From the article below on Spain's coronavirus cases, list every value it gives for the seven-day incidence rate, with the point in time each one refers to.

**DOCUMENT EXTRACT:**

------------

Spain's health authorities have recorded a spike in the seven-day incidence rate of new coronavirus cases per 100,000 people to 1,348, despite the fact that many people in the country are vaccinated against Covid-19.
The Health Ministry announced 372,000 new cases along with the new record on Monday evening, up from the last time data was provided on Thursday, when the seven-day incidence rate stood at 1,086.
Spain's case numbers fell to their lowest point last year in October, when the seven-day incidence rate dropped to 18.
Despite the higher numbers, the situation in hospitals is under control, according to the health authorities, who attributed this to the higher vaccination rate that meant many patients only had mild symptoms.
Covid-19 patients are receiving medical care in some 10% of all of the nation's hospital beds and 21% of the intensive care beds in Spain. These figures are gradually rising. "Only a very few of people who are infected need to go into intensive care," Presidential Minister Felix Bolanos said on Tuesday.
Compulsory use of masks
To curb the spread of the virus, Spain made masks compulsory outdoors again nationwide in late December.
There are also curfews or night restrictions in some areas, or requirements that people are vaccinated, recovered or have tested negative for the virus to access certain services. In other areas, including Madrid, very few restrictions are in place.
Meanwhile, more than 90% of people older than the age of 12 have had two vaccinations, and a third of children aged between 5 and 12 have had a first shot.

------------

**EXCERPTED RECORDS:**
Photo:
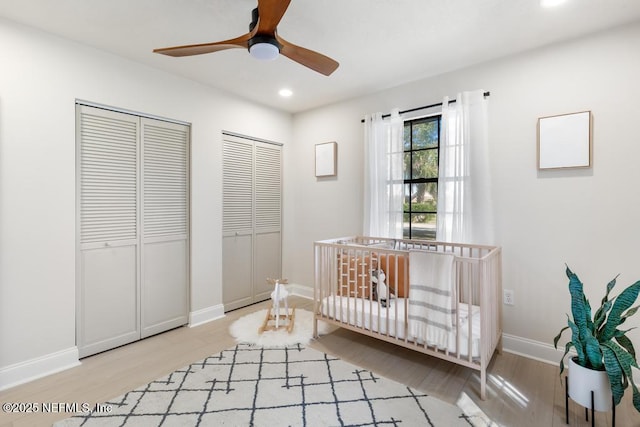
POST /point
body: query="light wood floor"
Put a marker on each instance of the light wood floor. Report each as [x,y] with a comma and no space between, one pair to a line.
[521,392]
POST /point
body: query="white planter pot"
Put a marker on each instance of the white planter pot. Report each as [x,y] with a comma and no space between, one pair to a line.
[582,381]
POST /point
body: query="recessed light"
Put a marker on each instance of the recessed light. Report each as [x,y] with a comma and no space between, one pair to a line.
[551,3]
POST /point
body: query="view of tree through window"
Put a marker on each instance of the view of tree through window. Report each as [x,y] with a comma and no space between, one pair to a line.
[421,149]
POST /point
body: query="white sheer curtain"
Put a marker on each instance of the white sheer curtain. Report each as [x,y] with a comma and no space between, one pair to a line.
[383,165]
[464,182]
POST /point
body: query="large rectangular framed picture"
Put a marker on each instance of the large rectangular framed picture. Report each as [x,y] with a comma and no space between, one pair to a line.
[326,159]
[564,141]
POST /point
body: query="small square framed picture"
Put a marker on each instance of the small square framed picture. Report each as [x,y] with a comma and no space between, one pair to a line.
[327,159]
[564,141]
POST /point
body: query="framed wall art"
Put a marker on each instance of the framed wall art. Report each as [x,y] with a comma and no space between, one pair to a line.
[564,141]
[326,159]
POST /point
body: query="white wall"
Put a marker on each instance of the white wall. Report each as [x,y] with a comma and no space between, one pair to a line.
[544,219]
[40,79]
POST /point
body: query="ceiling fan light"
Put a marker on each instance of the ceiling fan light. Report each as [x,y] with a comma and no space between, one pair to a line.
[264,51]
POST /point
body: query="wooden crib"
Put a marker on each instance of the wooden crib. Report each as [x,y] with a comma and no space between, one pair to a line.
[345,295]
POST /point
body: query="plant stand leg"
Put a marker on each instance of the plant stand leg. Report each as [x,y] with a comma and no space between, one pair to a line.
[566,399]
[613,413]
[593,416]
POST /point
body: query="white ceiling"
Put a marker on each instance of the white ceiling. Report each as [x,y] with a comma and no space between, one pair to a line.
[378,43]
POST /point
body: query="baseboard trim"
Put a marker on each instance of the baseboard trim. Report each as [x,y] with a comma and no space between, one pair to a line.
[206,315]
[38,367]
[300,290]
[536,350]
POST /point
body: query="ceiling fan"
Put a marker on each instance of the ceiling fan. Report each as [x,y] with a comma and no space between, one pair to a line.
[262,41]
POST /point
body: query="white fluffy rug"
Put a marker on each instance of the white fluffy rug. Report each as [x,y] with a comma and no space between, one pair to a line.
[245,330]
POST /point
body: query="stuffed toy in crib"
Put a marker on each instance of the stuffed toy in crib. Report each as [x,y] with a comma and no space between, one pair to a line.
[379,287]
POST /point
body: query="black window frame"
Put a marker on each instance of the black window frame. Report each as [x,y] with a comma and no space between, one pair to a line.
[411,181]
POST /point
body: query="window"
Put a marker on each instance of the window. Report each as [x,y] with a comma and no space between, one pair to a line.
[421,153]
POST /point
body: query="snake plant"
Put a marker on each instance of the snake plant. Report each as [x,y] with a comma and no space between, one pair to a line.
[598,342]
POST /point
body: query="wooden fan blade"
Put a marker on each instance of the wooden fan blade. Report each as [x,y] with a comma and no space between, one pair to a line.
[199,49]
[310,59]
[270,13]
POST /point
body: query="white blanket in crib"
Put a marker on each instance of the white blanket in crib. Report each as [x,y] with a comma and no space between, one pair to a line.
[432,306]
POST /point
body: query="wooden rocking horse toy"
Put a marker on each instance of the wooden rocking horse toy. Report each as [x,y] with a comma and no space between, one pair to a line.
[276,320]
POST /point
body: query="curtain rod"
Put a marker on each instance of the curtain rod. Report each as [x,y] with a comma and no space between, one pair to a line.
[439,104]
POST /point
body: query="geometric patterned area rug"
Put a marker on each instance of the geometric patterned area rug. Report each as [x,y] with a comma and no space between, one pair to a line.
[256,386]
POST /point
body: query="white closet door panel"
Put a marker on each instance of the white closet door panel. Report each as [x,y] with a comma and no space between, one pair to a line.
[237,277]
[165,178]
[108,299]
[165,224]
[268,187]
[165,288]
[237,187]
[108,161]
[268,262]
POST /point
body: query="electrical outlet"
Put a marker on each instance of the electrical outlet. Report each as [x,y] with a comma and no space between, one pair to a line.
[507,297]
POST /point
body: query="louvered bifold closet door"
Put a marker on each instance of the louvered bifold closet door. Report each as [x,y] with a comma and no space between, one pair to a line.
[165,225]
[267,218]
[237,222]
[108,229]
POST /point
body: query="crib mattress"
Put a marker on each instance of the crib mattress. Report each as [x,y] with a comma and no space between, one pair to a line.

------------

**EXPECTED ANSWER:**
- 1,348: the new record announced on Monday evening
- 1,086: the rate when data was last provided, on Thursday
- 18: the lowest point, reached in October last year